## WHAT YOU WILL DO:
In this exercise, reproduce all the entries that follow exactly.

Records from a dataset:
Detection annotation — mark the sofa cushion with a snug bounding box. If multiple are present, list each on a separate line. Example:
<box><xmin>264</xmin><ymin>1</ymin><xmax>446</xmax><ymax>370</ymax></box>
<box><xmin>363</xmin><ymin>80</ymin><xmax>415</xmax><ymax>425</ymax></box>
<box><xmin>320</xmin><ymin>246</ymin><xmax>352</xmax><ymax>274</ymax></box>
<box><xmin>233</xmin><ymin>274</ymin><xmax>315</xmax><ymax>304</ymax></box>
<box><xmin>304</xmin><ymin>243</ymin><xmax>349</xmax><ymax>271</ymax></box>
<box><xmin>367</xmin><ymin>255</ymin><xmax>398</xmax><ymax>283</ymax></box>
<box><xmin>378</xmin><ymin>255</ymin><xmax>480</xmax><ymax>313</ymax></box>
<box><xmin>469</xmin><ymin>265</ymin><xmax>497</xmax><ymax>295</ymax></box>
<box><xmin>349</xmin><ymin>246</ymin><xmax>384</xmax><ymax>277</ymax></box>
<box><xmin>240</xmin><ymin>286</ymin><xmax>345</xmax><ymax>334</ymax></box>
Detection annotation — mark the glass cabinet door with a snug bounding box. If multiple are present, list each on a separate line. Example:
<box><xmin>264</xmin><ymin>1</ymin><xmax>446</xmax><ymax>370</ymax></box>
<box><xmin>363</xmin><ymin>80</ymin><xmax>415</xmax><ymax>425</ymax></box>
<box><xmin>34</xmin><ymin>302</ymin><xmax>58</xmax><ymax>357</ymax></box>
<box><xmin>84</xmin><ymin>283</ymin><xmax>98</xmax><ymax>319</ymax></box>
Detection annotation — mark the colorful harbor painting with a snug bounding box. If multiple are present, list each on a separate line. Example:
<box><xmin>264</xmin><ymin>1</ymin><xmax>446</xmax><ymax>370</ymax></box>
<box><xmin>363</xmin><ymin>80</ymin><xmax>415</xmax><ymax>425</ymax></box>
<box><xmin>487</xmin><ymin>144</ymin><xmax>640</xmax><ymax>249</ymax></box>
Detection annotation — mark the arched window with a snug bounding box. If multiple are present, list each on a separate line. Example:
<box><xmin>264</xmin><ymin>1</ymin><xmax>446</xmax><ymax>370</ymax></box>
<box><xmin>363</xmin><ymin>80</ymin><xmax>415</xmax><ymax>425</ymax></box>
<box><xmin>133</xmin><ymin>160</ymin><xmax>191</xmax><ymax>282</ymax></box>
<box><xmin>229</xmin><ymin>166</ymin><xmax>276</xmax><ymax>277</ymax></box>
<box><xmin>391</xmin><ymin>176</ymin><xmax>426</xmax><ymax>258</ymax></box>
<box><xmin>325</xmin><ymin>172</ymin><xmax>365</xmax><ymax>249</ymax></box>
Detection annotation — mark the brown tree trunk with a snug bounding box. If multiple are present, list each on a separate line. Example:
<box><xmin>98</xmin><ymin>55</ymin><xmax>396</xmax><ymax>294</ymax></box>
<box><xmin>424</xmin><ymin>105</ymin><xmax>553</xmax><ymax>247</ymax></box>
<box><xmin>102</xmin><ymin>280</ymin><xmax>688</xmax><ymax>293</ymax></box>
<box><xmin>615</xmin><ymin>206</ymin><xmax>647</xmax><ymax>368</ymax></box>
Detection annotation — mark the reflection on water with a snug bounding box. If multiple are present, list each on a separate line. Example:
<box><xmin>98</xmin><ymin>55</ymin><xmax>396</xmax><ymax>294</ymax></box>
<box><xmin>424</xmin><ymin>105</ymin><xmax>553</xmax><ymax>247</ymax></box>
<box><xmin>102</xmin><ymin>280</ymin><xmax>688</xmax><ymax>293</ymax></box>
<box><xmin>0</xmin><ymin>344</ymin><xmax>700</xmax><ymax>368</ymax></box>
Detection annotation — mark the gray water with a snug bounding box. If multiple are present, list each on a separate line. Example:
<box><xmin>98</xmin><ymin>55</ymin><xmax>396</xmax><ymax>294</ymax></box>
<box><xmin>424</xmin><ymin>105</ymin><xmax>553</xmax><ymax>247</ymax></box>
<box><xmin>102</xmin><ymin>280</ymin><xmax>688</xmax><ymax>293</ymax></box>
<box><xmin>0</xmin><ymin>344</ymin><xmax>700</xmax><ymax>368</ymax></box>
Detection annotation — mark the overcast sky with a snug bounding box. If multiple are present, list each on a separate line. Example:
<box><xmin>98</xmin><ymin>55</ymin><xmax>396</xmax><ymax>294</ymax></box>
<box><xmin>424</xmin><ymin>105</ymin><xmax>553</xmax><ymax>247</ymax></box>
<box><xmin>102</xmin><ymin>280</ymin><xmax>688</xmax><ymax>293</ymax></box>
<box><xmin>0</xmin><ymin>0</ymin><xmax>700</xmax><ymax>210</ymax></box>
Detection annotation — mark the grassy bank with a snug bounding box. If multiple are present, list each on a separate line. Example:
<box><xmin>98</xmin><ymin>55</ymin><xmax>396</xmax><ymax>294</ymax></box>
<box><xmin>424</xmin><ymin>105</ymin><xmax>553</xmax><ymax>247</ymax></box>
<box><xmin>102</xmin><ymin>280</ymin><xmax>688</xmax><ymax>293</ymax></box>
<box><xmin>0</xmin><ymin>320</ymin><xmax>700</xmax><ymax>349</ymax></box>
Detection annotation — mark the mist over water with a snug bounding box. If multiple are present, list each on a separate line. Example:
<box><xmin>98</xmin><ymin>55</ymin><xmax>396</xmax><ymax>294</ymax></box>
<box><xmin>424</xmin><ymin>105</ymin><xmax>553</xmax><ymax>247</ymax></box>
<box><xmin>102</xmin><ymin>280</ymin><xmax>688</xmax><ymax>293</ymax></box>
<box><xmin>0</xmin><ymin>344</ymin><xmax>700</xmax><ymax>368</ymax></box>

## THE ANSWER:
Detection annotation — mark the sofa cushion with a snug bounding box. If multiple are present, list each on a separate line. Example:
<box><xmin>264</xmin><ymin>1</ymin><xmax>446</xmax><ymax>370</ymax></box>
<box><xmin>363</xmin><ymin>80</ymin><xmax>415</xmax><ymax>425</ymax></box>
<box><xmin>320</xmin><ymin>246</ymin><xmax>352</xmax><ymax>274</ymax></box>
<box><xmin>233</xmin><ymin>274</ymin><xmax>315</xmax><ymax>304</ymax></box>
<box><xmin>304</xmin><ymin>243</ymin><xmax>349</xmax><ymax>271</ymax></box>
<box><xmin>367</xmin><ymin>255</ymin><xmax>398</xmax><ymax>283</ymax></box>
<box><xmin>378</xmin><ymin>255</ymin><xmax>480</xmax><ymax>313</ymax></box>
<box><xmin>469</xmin><ymin>265</ymin><xmax>497</xmax><ymax>295</ymax></box>
<box><xmin>349</xmin><ymin>246</ymin><xmax>384</xmax><ymax>277</ymax></box>
<box><xmin>240</xmin><ymin>286</ymin><xmax>345</xmax><ymax>334</ymax></box>
Detection annotation — mark the glass cabinet door with a snug bounding box. If multiple are present, list each on a separate line. Example:
<box><xmin>264</xmin><ymin>1</ymin><xmax>446</xmax><ymax>370</ymax></box>
<box><xmin>363</xmin><ymin>80</ymin><xmax>415</xmax><ymax>425</ymax></box>
<box><xmin>34</xmin><ymin>302</ymin><xmax>58</xmax><ymax>357</ymax></box>
<box><xmin>84</xmin><ymin>283</ymin><xmax>98</xmax><ymax>319</ymax></box>
Detection annotation — mark the colorful harbor painting with a snug bounding box. If multiple are present, list each on a separate line. Example:
<box><xmin>264</xmin><ymin>1</ymin><xmax>446</xmax><ymax>370</ymax></box>
<box><xmin>363</xmin><ymin>80</ymin><xmax>415</xmax><ymax>425</ymax></box>
<box><xmin>487</xmin><ymin>144</ymin><xmax>640</xmax><ymax>249</ymax></box>
Detection annotation — mark the arched window with a snug bounding box. If multiple are present, list each on a separate line. Example:
<box><xmin>264</xmin><ymin>1</ymin><xmax>446</xmax><ymax>370</ymax></box>
<box><xmin>363</xmin><ymin>80</ymin><xmax>415</xmax><ymax>425</ymax></box>
<box><xmin>133</xmin><ymin>160</ymin><xmax>191</xmax><ymax>282</ymax></box>
<box><xmin>229</xmin><ymin>166</ymin><xmax>276</xmax><ymax>277</ymax></box>
<box><xmin>391</xmin><ymin>176</ymin><xmax>426</xmax><ymax>258</ymax></box>
<box><xmin>325</xmin><ymin>172</ymin><xmax>365</xmax><ymax>249</ymax></box>
Detection annotation — mark the brown tree trunk with a snug bounding box. If multiple are present, list each on a separate line. Example:
<box><xmin>98</xmin><ymin>55</ymin><xmax>396</xmax><ymax>294</ymax></box>
<box><xmin>424</xmin><ymin>105</ymin><xmax>553</xmax><ymax>247</ymax></box>
<box><xmin>102</xmin><ymin>280</ymin><xmax>688</xmax><ymax>293</ymax></box>
<box><xmin>615</xmin><ymin>206</ymin><xmax>647</xmax><ymax>368</ymax></box>
Detection annotation — mark the reflection on water with a snug bounding box. If multiple are present, list each on a separate line. Example:
<box><xmin>98</xmin><ymin>55</ymin><xmax>396</xmax><ymax>294</ymax></box>
<box><xmin>424</xmin><ymin>105</ymin><xmax>553</xmax><ymax>247</ymax></box>
<box><xmin>102</xmin><ymin>280</ymin><xmax>688</xmax><ymax>293</ymax></box>
<box><xmin>0</xmin><ymin>344</ymin><xmax>700</xmax><ymax>368</ymax></box>
Detection annotation — mark the gray water with a snug bounding box. If multiple are present, list each on a separate line. Example:
<box><xmin>98</xmin><ymin>55</ymin><xmax>396</xmax><ymax>294</ymax></box>
<box><xmin>424</xmin><ymin>105</ymin><xmax>553</xmax><ymax>247</ymax></box>
<box><xmin>102</xmin><ymin>280</ymin><xmax>688</xmax><ymax>293</ymax></box>
<box><xmin>0</xmin><ymin>344</ymin><xmax>700</xmax><ymax>368</ymax></box>
Detection annotation — mark the overcast sky with a snug bounding box. If multiple are present, list each on a separate line. Example:
<box><xmin>98</xmin><ymin>55</ymin><xmax>396</xmax><ymax>294</ymax></box>
<box><xmin>424</xmin><ymin>105</ymin><xmax>553</xmax><ymax>247</ymax></box>
<box><xmin>102</xmin><ymin>280</ymin><xmax>688</xmax><ymax>293</ymax></box>
<box><xmin>0</xmin><ymin>0</ymin><xmax>700</xmax><ymax>210</ymax></box>
Detection annotation — mark the grassy bank with a snug bounding box. If multiple are present, list each on a separate line. Example:
<box><xmin>98</xmin><ymin>55</ymin><xmax>396</xmax><ymax>294</ymax></box>
<box><xmin>424</xmin><ymin>105</ymin><xmax>553</xmax><ymax>247</ymax></box>
<box><xmin>102</xmin><ymin>280</ymin><xmax>688</xmax><ymax>293</ymax></box>
<box><xmin>0</xmin><ymin>320</ymin><xmax>700</xmax><ymax>349</ymax></box>
Detection annotation — mark the mist over water with a snug bounding box. If multiple are present, list each on a separate line. Example:
<box><xmin>98</xmin><ymin>55</ymin><xmax>396</xmax><ymax>294</ymax></box>
<box><xmin>424</xmin><ymin>105</ymin><xmax>553</xmax><ymax>247</ymax></box>
<box><xmin>102</xmin><ymin>280</ymin><xmax>688</xmax><ymax>293</ymax></box>
<box><xmin>0</xmin><ymin>344</ymin><xmax>700</xmax><ymax>368</ymax></box>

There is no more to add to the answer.